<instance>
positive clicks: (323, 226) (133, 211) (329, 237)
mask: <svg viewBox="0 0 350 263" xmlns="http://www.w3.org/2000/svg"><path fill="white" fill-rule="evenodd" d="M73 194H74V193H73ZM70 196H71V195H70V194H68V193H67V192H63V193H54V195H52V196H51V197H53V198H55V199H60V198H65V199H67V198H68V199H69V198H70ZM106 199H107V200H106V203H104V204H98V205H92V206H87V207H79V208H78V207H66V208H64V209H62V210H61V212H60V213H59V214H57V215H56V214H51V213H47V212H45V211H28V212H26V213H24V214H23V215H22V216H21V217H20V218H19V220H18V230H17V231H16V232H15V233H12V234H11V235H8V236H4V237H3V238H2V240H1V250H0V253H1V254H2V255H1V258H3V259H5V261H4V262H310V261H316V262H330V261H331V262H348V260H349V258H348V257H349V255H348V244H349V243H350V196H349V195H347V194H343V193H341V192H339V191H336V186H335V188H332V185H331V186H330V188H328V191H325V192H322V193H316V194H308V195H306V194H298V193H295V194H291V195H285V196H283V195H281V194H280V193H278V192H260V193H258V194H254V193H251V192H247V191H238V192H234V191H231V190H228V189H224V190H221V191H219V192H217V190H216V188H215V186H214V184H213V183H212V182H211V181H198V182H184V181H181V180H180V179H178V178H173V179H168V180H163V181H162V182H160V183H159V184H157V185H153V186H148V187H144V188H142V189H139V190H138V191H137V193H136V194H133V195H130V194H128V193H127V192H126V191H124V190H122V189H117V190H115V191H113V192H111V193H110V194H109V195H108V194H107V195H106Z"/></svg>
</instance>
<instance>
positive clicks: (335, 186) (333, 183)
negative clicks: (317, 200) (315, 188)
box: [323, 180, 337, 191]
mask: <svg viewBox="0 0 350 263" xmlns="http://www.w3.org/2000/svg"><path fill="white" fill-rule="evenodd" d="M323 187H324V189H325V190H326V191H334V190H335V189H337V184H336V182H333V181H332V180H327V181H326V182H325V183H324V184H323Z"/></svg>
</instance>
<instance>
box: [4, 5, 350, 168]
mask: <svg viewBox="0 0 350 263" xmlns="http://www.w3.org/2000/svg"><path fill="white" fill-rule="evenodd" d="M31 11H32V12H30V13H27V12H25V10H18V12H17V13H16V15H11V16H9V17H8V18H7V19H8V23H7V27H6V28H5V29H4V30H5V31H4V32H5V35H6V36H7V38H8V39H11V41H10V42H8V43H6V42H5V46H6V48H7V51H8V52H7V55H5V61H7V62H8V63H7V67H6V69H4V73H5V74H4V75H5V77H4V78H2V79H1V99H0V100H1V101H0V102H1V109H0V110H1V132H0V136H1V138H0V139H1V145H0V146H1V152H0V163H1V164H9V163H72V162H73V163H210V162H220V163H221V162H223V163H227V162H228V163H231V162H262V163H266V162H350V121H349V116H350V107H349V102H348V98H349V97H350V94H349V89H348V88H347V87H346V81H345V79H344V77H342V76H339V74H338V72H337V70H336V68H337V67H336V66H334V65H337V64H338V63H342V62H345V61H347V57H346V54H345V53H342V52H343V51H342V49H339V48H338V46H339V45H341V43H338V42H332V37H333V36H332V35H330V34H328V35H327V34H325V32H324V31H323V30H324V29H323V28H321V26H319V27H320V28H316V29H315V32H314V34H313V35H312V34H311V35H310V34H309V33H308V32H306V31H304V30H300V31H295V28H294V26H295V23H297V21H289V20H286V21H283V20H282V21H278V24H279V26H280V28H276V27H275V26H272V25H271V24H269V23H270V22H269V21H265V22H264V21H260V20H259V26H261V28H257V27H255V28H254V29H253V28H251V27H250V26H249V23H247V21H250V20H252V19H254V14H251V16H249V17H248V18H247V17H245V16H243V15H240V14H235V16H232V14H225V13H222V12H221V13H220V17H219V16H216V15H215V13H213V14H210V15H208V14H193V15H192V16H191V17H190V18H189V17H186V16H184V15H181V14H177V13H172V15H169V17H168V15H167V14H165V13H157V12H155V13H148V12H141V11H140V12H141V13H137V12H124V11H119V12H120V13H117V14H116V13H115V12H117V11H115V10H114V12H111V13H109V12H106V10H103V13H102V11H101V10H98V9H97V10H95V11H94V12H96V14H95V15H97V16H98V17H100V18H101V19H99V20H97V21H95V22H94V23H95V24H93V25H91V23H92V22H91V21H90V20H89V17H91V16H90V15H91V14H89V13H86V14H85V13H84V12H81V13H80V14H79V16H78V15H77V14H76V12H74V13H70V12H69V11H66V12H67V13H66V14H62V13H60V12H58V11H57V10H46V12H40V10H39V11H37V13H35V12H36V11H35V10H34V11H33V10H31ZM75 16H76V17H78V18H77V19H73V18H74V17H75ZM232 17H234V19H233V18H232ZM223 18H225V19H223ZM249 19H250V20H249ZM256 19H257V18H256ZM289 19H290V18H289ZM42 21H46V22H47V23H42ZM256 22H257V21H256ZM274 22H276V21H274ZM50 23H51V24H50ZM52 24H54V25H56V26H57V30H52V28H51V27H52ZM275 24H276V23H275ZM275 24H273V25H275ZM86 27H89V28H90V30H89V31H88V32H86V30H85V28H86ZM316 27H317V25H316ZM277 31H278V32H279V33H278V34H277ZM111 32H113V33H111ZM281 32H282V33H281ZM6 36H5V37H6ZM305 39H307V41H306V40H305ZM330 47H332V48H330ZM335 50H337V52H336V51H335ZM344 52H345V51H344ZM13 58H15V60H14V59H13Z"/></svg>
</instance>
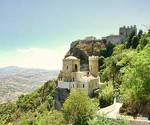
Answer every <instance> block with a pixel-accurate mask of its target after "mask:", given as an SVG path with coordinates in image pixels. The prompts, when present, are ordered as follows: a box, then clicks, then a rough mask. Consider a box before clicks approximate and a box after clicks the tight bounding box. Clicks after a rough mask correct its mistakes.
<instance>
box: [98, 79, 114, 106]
mask: <svg viewBox="0 0 150 125" xmlns="http://www.w3.org/2000/svg"><path fill="white" fill-rule="evenodd" d="M113 99H114V87H113V84H112V82H111V81H109V82H108V83H107V84H105V85H104V87H102V89H101V91H100V92H99V104H100V107H106V106H109V105H111V104H112V103H113Z"/></svg>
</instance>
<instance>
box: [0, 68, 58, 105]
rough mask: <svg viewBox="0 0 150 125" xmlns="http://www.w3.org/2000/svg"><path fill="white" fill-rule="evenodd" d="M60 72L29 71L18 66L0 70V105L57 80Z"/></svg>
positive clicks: (41, 69) (55, 71)
mask: <svg viewBox="0 0 150 125" xmlns="http://www.w3.org/2000/svg"><path fill="white" fill-rule="evenodd" d="M58 73H59V71H49V70H43V69H27V68H21V67H16V66H9V67H4V68H0V103H3V102H6V101H10V100H14V99H16V98H17V97H18V96H19V95H21V94H23V93H28V92H31V91H33V90H34V89H36V88H38V87H39V86H41V85H43V84H44V83H45V82H46V81H48V80H52V79H56V78H57V76H58Z"/></svg>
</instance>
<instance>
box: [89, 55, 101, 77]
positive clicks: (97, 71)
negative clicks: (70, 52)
mask: <svg viewBox="0 0 150 125" xmlns="http://www.w3.org/2000/svg"><path fill="white" fill-rule="evenodd" d="M89 71H90V73H91V75H93V76H94V77H97V76H98V71H99V65H98V57H97V56H90V57H89Z"/></svg>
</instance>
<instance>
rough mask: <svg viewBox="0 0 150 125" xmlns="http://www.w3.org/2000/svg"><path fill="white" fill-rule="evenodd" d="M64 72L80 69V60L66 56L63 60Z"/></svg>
mask: <svg viewBox="0 0 150 125" xmlns="http://www.w3.org/2000/svg"><path fill="white" fill-rule="evenodd" d="M63 71H64V72H77V71H80V60H79V59H78V58H76V57H74V56H69V57H66V58H65V59H64V60H63Z"/></svg>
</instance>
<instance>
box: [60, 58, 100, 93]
mask: <svg viewBox="0 0 150 125" xmlns="http://www.w3.org/2000/svg"><path fill="white" fill-rule="evenodd" d="M98 69H99V68H98V57H97V56H90V57H89V70H88V71H80V59H78V58H76V57H74V56H69V57H66V58H64V59H63V70H62V71H60V74H59V76H58V88H64V89H68V90H72V89H78V88H79V89H82V90H84V91H86V92H87V94H88V95H92V94H93V91H94V90H96V89H98V88H99V85H100V78H99V74H98Z"/></svg>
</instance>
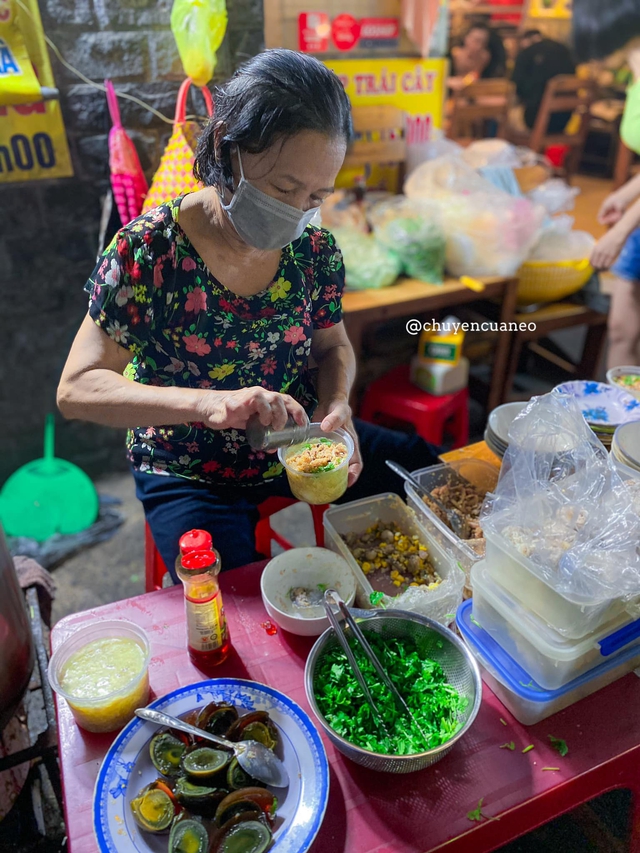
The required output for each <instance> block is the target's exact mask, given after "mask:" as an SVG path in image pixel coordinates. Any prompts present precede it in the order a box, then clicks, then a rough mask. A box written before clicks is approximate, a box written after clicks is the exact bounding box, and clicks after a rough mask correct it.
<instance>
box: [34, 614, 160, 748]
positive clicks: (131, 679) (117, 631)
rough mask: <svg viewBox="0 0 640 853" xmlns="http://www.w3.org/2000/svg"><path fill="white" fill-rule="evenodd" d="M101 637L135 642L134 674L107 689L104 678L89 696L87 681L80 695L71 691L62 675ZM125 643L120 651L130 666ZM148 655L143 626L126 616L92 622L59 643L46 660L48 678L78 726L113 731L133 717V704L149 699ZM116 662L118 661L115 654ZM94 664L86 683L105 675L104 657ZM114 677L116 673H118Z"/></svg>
mask: <svg viewBox="0 0 640 853" xmlns="http://www.w3.org/2000/svg"><path fill="white" fill-rule="evenodd" d="M100 640H126V641H129V643H130V644H133V643H135V644H136V645H137V646H138V648H139V651H140V654H137V653H136V652H135V650H134V658H135V661H136V665H135V667H134V668H133V674H132V675H131V677H130V678H128V680H127V681H126V683H123V684H121V685H120V686H119V687H118V688H117V689H114V690H108V689H107V688H106V687H105V686H104V682H103V684H102V685H101V686H98V685H96V687H95V694H94V695H93V696H92V695H87V693H88V689H89V684H85V685H83V689H82V692H81V695H79V694H80V691H77V692H75V695H74V691H73V690H71V689H69V688H66V689H65V686H66V685H65V675H66V673H67V671H68V668H69V664H70V663H71V662H72V661H71V658H72V657H74V656H76V655H78V654H79V653H81V652H82V650H83V649H84V648H85V647H86V646H88V645H89V643H94V642H96V641H100ZM127 645H128V648H127V649H125V648H124V646H123V648H121V649H120V653H121V654H126V655H127V658H128V660H127V665H128V669H130V668H131V667H130V666H129V660H130V657H129V656H130V653H131V645H129V644H127ZM114 654H117V652H113V653H112V654H111V660H114V657H113V655H114ZM149 659H150V648H149V640H148V639H147V635H146V634H145V632H144V631H143V630H142V628H139V627H138V626H137V625H134V623H133V622H127V621H125V620H116V619H114V620H108V621H104V622H94V623H92V624H91V625H86V626H84V627H82V628H79V629H78V630H77V631H75V632H74V633H73V634H72V635H71V636H70V637H68V638H67V639H66V640H65V641H64V642H63V643H62V645H60V646H58V648H57V649H56V650H55V652H54V653H53V655H52V656H51V660H50V661H49V670H48V674H49V682H50V683H51V686H52V687H53V689H54V690H55V691H56V693H57V694H58V695H59V696H61V697H62V698H63V699H65V700H66V701H67V703H68V705H69V708H70V709H71V712H72V714H73V716H74V718H75V721H76V722H77V723H78V725H79V726H81V727H82V728H83V729H86V730H87V731H89V732H114V731H117V730H118V729H121V728H122V727H123V726H125V725H126V724H127V723H128V722H129V720H131V719H132V718H133V715H134V711H135V709H136V708H141V707H143V706H144V705H146V704H147V702H148V701H149ZM115 663H116V665H117V657H116V658H115ZM123 663H124V662H123ZM93 667H94V669H95V670H96V672H95V677H94V673H93V672H89V673H88V676H89V683H94V684H95V683H96V682H97V681H98V680H99V678H98V676H101V677H102V678H103V679H104V677H105V672H104V666H103V661H102V662H99V663H98V664H96V663H95V662H94V664H93ZM114 677H117V673H116V674H115V675H114ZM120 680H121V679H120Z"/></svg>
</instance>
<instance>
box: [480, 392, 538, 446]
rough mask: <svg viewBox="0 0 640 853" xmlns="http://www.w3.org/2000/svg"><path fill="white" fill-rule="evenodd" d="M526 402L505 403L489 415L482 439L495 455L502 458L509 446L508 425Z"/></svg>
mask: <svg viewBox="0 0 640 853" xmlns="http://www.w3.org/2000/svg"><path fill="white" fill-rule="evenodd" d="M527 405H528V403H526V402H525V403H505V404H504V405H503V406H498V408H497V409H494V410H493V411H492V412H491V414H490V415H489V420H488V422H487V428H486V429H485V432H484V440H485V441H486V442H487V444H488V446H489V447H490V448H491V450H493V452H494V453H495V454H496V456H499V457H500V459H502V458H503V456H504V454H505V453H506V452H507V447H508V446H509V427H510V426H511V424H512V422H513V421H514V420H515V418H516V417H517V416H518V415H519V414H520V412H521V411H522V410H523V409H524V407H525V406H527Z"/></svg>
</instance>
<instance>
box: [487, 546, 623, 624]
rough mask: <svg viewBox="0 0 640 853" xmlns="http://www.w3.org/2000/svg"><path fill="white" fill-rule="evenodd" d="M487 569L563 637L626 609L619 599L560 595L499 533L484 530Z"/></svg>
mask: <svg viewBox="0 0 640 853" xmlns="http://www.w3.org/2000/svg"><path fill="white" fill-rule="evenodd" d="M485 539H486V543H487V547H486V563H487V571H488V572H489V574H490V575H491V577H492V578H493V580H495V581H497V583H499V584H500V586H502V587H504V589H506V590H507V591H508V592H510V593H511V594H512V595H513V596H514V598H516V599H517V600H518V601H519V602H520V603H521V604H522V605H523V606H524V607H526V608H528V609H529V610H532V611H533V612H534V613H536V614H537V615H538V616H540V618H541V619H543V620H544V621H545V622H546V623H547V625H550V626H551V627H552V628H553V629H554V630H556V631H557V632H558V633H559V634H561V635H562V636H563V637H568V638H569V639H572V640H579V639H581V638H582V637H586V636H587V634H592V633H593V632H594V631H596V630H597V629H598V628H599V627H600V626H601V625H606V624H607V623H608V622H613V620H614V619H616V618H618V617H619V616H620V615H622V614H623V613H625V612H626V608H625V602H624V601H623V600H622V599H614V600H613V601H605V602H601V601H598V602H594V601H591V600H589V599H586V598H585V599H583V600H578V599H569V598H565V597H564V596H562V595H560V593H558V592H556V591H555V590H554V589H552V588H551V587H550V586H548V584H547V583H545V581H543V580H542V579H541V578H540V577H539V576H538V572H539V569H538V567H537V566H536V565H535V563H533V562H532V561H531V560H529V559H528V558H527V557H524V556H523V555H522V554H521V553H520V552H519V551H518V550H517V549H516V548H515V547H514V546H513V545H512V544H511V543H510V542H507V540H506V539H504V538H503V537H502V536H499V535H498V534H495V533H492V532H491V531H490V530H485Z"/></svg>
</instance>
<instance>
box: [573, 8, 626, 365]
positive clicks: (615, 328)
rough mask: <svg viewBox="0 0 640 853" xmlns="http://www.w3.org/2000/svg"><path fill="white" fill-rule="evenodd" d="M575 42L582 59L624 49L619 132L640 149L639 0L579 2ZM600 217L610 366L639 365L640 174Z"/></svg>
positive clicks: (614, 197) (606, 205)
mask: <svg viewBox="0 0 640 853" xmlns="http://www.w3.org/2000/svg"><path fill="white" fill-rule="evenodd" d="M573 44H574V49H575V53H576V58H577V59H578V60H579V61H580V62H588V61H590V60H592V59H604V58H605V57H608V56H611V55H612V54H614V53H615V52H616V51H618V50H622V49H624V51H625V53H626V55H627V61H628V63H629V67H630V68H631V71H632V72H633V77H634V83H633V84H632V85H631V86H630V87H629V89H628V90H627V99H626V103H625V108H624V114H623V117H622V123H621V125H620V136H621V138H622V141H623V142H624V143H625V145H627V147H628V148H630V149H631V150H632V151H635V152H636V153H640V0H625V2H620V3H610V4H609V3H607V4H603V3H602V2H601V0H575V2H574V6H573ZM598 219H599V221H600V222H601V223H602V224H603V225H609V226H611V228H610V230H609V231H608V232H607V233H606V234H605V235H604V237H602V238H601V239H600V240H598V242H597V243H596V245H595V247H594V249H593V252H592V255H591V263H592V264H593V266H594V267H595V268H596V269H609V268H611V272H612V273H614V275H615V281H614V284H613V288H612V292H611V308H610V311H609V320H608V334H609V351H608V356H607V364H608V367H610V368H611V367H618V366H619V365H626V364H629V365H631V364H640V227H639V226H640V177H638V176H636V177H635V178H632V180H630V181H628V182H627V183H626V184H625V185H624V186H622V187H620V188H619V189H617V190H616V191H615V192H614V193H612V194H611V195H610V196H609V197H608V198H606V199H605V201H604V202H603V204H602V206H601V208H600V211H599V213H598ZM616 259H617V260H616Z"/></svg>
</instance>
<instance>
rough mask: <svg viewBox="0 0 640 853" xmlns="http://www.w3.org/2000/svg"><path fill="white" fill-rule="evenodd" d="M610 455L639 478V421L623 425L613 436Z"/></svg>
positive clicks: (639, 466)
mask: <svg viewBox="0 0 640 853" xmlns="http://www.w3.org/2000/svg"><path fill="white" fill-rule="evenodd" d="M611 453H612V455H613V456H614V457H615V458H616V459H617V460H618V462H621V463H622V464H623V465H626V466H627V468H631V469H632V470H633V471H637V472H638V474H639V476H640V421H633V422H632V423H629V424H623V425H622V426H619V427H618V429H617V430H616V431H615V433H614V434H613V441H612V443H611Z"/></svg>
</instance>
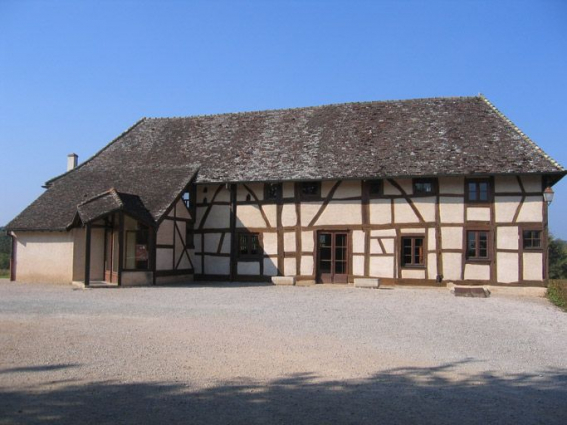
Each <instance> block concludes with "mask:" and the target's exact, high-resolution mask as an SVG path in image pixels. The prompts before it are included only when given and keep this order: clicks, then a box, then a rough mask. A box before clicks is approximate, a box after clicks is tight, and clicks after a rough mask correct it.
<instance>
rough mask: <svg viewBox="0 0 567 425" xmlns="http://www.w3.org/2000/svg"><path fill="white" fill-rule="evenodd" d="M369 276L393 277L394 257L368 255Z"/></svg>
mask: <svg viewBox="0 0 567 425" xmlns="http://www.w3.org/2000/svg"><path fill="white" fill-rule="evenodd" d="M361 274H364V273H361ZM370 276H372V277H391V278H393V277H394V257H370Z"/></svg>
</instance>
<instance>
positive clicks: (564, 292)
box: [547, 279, 567, 310]
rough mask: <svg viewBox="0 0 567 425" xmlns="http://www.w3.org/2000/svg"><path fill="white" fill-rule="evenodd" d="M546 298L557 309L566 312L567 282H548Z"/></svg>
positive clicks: (566, 303) (560, 280)
mask: <svg viewBox="0 0 567 425" xmlns="http://www.w3.org/2000/svg"><path fill="white" fill-rule="evenodd" d="M547 298H549V300H550V301H551V302H552V303H553V304H555V305H556V306H558V307H561V308H562V309H564V310H567V280H564V279H563V280H550V281H549V284H548V285H547Z"/></svg>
|---|
## TRY IT
Copy the rows verbatim, starting at their first line and ending with, and including, the line that contains "positive clicks: (323, 226)".

## OUTPUT OF THE TASK
<instance>
positive clicks: (323, 226) (133, 211) (329, 237)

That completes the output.